- **Source**:
↓↓↓

- Born: July 7, 1988 (age 38) Addis Ababa, Ethiopia
- Occupations: Film actress, Television actress, Theater actress

= Netsanet Mekonnen =

Ethiopian-Israeli Actor

Netsanet Zenaneh Mekonnen (נצנת מקונן; born July 7, 1988) is an Ethiopian-born Israeli film, television and theater actress.

== Early life ==
Mekonnen was born in Addis Ababa, the capital city of Ethiopia, to a Christian mother and a half-Jewish father. She is one of six siblings. When she was two, her mother left to the United States, and her father subsequently immigrated to Israel, when she was about four years old. In 1994, at the age of six, she and her sister Bitania joined him, and converted to Judaism.

Her father was very successful in Ethiopia, and well-regarded professionally. This was far from the case in Israel. After three years as a single parent, he, too, left for the United States, hoping to find his wife there, and to make a new life as a journalist. Mekonnen, now in the third grade, found herself in a "pnimia" – a type of boarding school for at-risk youth, or those from broken families.

Mekonnen next saw her mother when she was 18. Growing up without family, as an immigrant, and as a black-skinned minority, made Mekonnen question her identity – an issue that became central to her as an artist. She is outspoken about the racism in Israeli society and how it affects her and other actors of Ethiopian origin, and has been supportive of the Ethiopian-Israeli protest movement for social justice.

↑↑↑

- **Data**:
↓↓↓

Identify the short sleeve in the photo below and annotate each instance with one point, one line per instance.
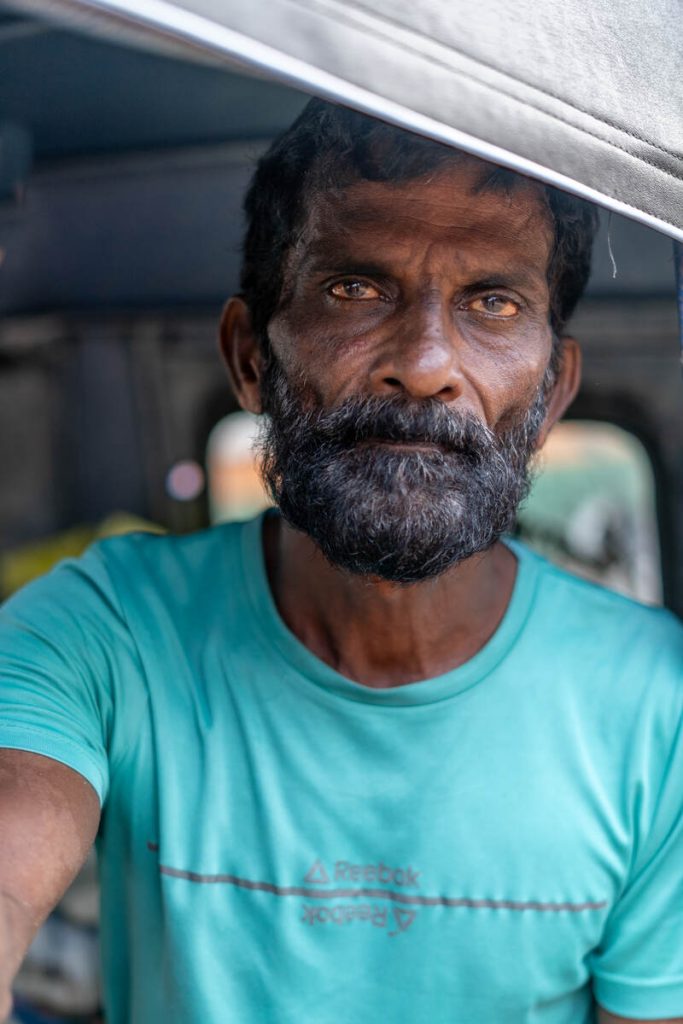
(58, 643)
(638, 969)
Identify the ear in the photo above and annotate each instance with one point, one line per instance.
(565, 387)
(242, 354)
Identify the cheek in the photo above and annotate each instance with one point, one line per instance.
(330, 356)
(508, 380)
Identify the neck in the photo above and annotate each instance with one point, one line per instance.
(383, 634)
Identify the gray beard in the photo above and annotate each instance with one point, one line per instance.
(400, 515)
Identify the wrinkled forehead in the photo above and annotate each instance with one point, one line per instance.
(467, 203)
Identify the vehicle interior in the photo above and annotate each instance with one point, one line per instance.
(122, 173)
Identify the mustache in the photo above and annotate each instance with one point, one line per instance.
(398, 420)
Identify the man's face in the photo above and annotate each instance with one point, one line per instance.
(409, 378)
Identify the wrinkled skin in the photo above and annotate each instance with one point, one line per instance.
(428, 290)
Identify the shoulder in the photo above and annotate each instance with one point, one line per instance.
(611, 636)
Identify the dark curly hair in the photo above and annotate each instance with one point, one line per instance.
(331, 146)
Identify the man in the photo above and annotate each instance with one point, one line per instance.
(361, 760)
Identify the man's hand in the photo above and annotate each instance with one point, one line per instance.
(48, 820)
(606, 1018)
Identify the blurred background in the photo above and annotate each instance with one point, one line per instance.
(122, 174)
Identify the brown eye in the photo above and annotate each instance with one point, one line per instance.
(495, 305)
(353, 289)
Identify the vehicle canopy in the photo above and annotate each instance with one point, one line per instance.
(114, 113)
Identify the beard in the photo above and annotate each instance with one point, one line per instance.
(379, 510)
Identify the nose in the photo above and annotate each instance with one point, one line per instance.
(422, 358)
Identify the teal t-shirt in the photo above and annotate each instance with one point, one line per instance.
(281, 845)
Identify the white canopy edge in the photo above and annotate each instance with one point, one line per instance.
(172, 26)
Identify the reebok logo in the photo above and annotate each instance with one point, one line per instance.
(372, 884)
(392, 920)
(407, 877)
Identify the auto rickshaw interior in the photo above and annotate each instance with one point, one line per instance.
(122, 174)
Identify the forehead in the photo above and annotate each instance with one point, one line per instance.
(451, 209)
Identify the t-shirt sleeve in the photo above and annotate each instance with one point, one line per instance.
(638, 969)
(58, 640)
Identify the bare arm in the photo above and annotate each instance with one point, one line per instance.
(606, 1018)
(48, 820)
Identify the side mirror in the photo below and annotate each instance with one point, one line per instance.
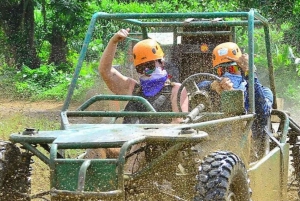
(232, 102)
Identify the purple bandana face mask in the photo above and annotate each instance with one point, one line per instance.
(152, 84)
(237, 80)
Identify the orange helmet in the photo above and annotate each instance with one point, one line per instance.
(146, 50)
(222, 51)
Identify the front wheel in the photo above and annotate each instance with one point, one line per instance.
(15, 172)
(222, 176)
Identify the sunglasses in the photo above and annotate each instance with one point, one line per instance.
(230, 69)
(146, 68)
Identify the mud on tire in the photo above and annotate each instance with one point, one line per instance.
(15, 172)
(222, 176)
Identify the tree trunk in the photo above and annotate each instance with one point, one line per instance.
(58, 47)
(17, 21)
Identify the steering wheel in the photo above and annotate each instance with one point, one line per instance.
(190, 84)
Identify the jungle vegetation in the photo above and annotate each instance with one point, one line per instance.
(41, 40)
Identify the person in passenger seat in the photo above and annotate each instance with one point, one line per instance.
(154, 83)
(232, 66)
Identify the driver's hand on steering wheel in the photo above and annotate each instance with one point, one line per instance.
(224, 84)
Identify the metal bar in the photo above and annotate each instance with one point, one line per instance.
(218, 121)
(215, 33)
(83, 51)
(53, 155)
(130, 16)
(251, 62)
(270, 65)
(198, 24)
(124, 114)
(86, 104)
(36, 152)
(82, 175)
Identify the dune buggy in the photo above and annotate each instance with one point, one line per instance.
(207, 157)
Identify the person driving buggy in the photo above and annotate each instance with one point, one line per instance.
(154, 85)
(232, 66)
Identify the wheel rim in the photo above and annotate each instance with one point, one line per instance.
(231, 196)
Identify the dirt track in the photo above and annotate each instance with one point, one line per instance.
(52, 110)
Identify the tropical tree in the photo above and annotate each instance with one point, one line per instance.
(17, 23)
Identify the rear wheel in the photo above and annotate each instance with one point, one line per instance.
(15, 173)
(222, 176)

↑↑↑
↓↓↓

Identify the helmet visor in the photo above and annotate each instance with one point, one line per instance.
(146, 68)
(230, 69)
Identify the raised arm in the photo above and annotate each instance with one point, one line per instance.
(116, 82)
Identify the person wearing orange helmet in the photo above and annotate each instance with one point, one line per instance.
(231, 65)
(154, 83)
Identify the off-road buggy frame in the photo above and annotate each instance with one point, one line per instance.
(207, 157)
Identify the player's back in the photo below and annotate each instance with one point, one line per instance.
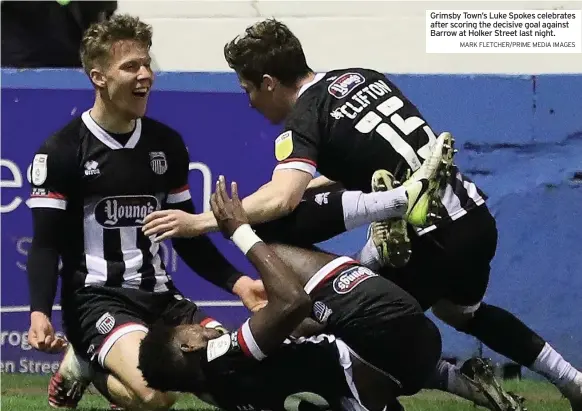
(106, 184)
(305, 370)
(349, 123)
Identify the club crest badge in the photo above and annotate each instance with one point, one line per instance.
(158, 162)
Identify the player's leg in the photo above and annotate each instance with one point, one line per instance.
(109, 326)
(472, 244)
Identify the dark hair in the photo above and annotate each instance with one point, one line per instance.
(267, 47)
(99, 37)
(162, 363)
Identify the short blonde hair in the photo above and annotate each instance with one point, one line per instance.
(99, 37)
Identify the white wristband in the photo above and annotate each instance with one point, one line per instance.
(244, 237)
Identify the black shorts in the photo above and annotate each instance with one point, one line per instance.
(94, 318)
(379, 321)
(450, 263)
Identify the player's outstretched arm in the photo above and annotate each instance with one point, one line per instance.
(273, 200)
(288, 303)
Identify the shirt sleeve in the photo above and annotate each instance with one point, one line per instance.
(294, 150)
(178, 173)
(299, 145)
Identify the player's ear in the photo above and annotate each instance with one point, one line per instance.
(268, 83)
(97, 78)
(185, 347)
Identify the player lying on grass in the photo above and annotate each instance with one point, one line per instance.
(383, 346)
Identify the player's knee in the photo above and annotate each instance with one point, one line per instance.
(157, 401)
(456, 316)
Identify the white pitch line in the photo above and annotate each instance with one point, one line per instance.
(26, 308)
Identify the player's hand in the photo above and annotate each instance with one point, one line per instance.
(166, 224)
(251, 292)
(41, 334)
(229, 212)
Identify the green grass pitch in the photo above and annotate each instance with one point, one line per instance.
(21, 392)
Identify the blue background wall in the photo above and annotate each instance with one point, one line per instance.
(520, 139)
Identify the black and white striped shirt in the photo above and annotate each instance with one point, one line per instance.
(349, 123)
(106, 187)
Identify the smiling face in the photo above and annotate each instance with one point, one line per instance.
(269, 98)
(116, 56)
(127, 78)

↑↑↑

- **Stated goal**: Revise the stretch of the Netsanet Mekonnen profile from "- Born: July" through "and theater actress.", putting "Ethiopia-born" in place of "Ethiopian-born". The data here are separate material and have no connection to the Netsanet Mekonnen profile.

- **Result below**:
- Born: July 7, 1988 (age 38) Addis Ababa, Ethiopia
- Occupations: Film actress, Television actress, Theater actress

= Netsanet Mekonnen =

Ethiopian-Israeli Actor

Netsanet Zenaneh Mekonnen (נצנת מקונן; born July 7, 1988) is an Ethiopia-born Israeli film, television and theater actress.